Please show each line of the items below that contains the word "shirt".

+++ SUPPLIED MATERIAL +++

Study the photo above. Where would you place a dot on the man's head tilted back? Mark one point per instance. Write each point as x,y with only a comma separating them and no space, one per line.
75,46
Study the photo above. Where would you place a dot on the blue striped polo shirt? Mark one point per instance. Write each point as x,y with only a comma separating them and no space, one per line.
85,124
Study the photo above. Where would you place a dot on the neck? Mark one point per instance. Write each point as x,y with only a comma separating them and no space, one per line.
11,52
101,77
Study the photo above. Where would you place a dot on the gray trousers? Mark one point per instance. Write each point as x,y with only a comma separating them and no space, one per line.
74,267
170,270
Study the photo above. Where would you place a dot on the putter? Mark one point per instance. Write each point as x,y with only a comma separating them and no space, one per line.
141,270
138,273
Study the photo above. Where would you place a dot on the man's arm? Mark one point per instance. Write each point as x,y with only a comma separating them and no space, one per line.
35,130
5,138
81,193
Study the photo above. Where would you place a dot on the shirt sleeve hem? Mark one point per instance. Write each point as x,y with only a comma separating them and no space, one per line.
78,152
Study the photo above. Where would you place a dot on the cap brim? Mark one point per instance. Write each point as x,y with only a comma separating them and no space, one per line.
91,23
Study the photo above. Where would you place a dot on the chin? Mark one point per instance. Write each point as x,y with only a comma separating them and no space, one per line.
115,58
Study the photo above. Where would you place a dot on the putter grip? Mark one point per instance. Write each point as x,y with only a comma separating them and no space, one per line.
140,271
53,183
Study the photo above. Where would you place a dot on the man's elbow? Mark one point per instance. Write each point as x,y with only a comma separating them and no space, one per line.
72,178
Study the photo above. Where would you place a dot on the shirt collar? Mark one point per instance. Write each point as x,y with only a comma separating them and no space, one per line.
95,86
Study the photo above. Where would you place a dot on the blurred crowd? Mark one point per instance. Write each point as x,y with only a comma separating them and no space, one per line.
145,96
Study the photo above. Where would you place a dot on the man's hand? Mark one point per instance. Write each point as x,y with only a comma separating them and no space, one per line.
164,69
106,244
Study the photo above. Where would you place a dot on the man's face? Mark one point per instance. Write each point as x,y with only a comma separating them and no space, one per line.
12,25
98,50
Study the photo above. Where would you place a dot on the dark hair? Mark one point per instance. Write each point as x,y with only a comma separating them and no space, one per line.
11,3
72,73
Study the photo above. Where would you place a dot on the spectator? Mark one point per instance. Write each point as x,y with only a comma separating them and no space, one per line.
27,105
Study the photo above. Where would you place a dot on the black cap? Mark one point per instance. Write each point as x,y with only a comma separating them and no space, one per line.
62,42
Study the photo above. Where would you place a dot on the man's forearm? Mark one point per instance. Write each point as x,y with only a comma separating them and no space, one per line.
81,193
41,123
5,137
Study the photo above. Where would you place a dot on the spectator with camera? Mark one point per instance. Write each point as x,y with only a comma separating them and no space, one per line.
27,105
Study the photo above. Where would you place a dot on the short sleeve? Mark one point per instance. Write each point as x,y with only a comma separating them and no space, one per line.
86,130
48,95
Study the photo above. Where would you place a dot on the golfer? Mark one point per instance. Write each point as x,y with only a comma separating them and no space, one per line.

+++
+++ SUPPLIED MATERIAL +++

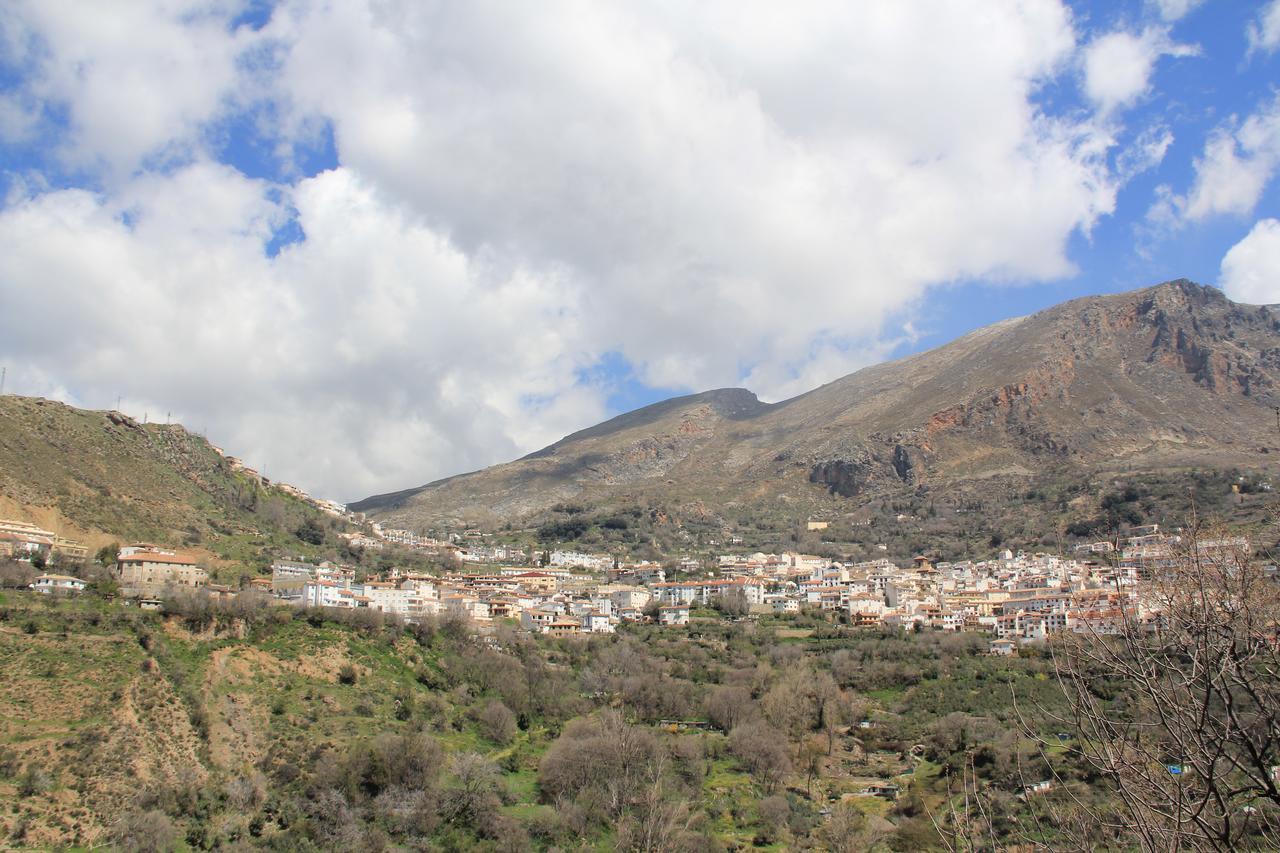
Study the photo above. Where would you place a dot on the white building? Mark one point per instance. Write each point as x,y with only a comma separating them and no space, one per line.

+++

SOLUTION TO THIS EXERCISE:
Study the photo above. Where would you place a dot on the blue striped polo shirt? Mark one point per instance. Write each point as x,y with only a comma separating them and no space, one per line.
Study the photo above. Where would you place a dot on the shirt sleeve hem? Mark one point per instance. Write each point as x,y with only a comma separating them and no space, one per line.
Study the photo above. Where would you place a dot on the shirt collar? Mark one point per instance. Write each point as x,y with only a comma separating them and no space, one per line.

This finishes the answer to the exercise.